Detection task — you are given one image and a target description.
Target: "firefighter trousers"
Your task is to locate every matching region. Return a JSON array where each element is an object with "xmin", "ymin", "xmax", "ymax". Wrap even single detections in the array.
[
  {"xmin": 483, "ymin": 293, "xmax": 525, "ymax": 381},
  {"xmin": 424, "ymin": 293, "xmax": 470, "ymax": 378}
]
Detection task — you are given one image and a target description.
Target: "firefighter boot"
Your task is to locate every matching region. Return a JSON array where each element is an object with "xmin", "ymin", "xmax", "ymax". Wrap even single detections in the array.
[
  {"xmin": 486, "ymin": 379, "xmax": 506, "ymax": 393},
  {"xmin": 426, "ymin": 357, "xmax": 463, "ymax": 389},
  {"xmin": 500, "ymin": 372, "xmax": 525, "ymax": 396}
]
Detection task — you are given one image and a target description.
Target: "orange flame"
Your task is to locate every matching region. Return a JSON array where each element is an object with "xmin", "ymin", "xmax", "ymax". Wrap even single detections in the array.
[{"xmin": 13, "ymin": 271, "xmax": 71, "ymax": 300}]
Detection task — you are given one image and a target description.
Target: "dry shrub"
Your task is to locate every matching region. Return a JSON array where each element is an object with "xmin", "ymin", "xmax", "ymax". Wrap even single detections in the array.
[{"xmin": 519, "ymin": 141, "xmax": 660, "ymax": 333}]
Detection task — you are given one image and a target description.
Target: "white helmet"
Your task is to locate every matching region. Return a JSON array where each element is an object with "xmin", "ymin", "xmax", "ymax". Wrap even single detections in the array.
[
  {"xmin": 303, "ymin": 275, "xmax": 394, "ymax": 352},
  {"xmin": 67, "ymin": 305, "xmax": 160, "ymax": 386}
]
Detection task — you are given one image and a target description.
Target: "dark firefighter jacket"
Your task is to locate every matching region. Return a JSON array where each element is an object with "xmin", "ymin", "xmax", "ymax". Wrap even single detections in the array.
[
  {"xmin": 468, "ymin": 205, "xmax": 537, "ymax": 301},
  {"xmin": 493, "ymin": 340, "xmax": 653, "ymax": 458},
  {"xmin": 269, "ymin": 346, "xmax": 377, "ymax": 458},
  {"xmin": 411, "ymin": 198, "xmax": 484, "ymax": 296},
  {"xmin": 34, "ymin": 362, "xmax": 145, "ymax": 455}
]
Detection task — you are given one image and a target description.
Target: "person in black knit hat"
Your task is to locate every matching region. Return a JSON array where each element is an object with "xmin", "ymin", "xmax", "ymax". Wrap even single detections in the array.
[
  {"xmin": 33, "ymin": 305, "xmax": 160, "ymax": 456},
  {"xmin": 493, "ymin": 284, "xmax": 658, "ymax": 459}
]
--- --- ---
* **EXERCISE**
All of the entries must be written out exactly as they stand.

* **EXERCISE RESPONSE**
Detection task — you are given one image and a target description.
Target: "firefighter trousers"
Your task is to locate every matching region. Return a JSON array where each element is an object with "xmin", "ymin", "xmax", "ymax". Wrap even single detections in the array.
[
  {"xmin": 483, "ymin": 293, "xmax": 525, "ymax": 381},
  {"xmin": 424, "ymin": 293, "xmax": 470, "ymax": 378}
]
Detection task — you are given one image and a target description.
Target: "firefighter boot"
Your task is to locate every matching region. Return a JSON array where each element is an object with "xmin", "ymin", "xmax", "ymax". Wrap even single detections in the array.
[
  {"xmin": 486, "ymin": 379, "xmax": 506, "ymax": 393},
  {"xmin": 426, "ymin": 357, "xmax": 463, "ymax": 389},
  {"xmin": 500, "ymin": 372, "xmax": 525, "ymax": 396}
]
Detection task — you are given one image and a target description.
Target: "orange flame"
Your task is to locate every matching region. Return a JSON array where each element is an object with "xmin", "ymin", "xmax", "ymax". Wrap even single detections in the array.
[{"xmin": 13, "ymin": 271, "xmax": 71, "ymax": 300}]
Detection task — you are given one image and a target description.
Target: "dry shrub"
Your task is to locate every matching region. Return a JSON array where each element is an object with "xmin", "ymin", "xmax", "ymax". Wrap even single detections in the array.
[{"xmin": 519, "ymin": 141, "xmax": 660, "ymax": 333}]
Detection task — you are given one image and a target description.
Target: "white helmet"
Your task is to locate every matching region. Return a JSON array where each element is an object with "xmin", "ymin", "xmax", "ymax". Wrap even single detections in the array.
[
  {"xmin": 303, "ymin": 275, "xmax": 394, "ymax": 352},
  {"xmin": 67, "ymin": 305, "xmax": 160, "ymax": 386}
]
Detection task — you are given one image and a target description.
Target: "dark firefighter jacket"
Your task is to locate every matching region. Return a JSON array where each element is an object with "xmin", "ymin", "xmax", "ymax". Wrap even single detections in the array.
[
  {"xmin": 468, "ymin": 205, "xmax": 537, "ymax": 301},
  {"xmin": 493, "ymin": 340, "xmax": 653, "ymax": 458},
  {"xmin": 269, "ymin": 346, "xmax": 377, "ymax": 458},
  {"xmin": 411, "ymin": 198, "xmax": 484, "ymax": 296},
  {"xmin": 34, "ymin": 362, "xmax": 145, "ymax": 455}
]
Detection task — you are given one image and a target description.
Target: "person in black knit hat"
Your task is to locate every matching region. Return a JSON array where each element is an object with "xmin", "ymin", "xmax", "ymax". Wrap even single detections in the array.
[
  {"xmin": 33, "ymin": 305, "xmax": 160, "ymax": 456},
  {"xmin": 493, "ymin": 284, "xmax": 658, "ymax": 459}
]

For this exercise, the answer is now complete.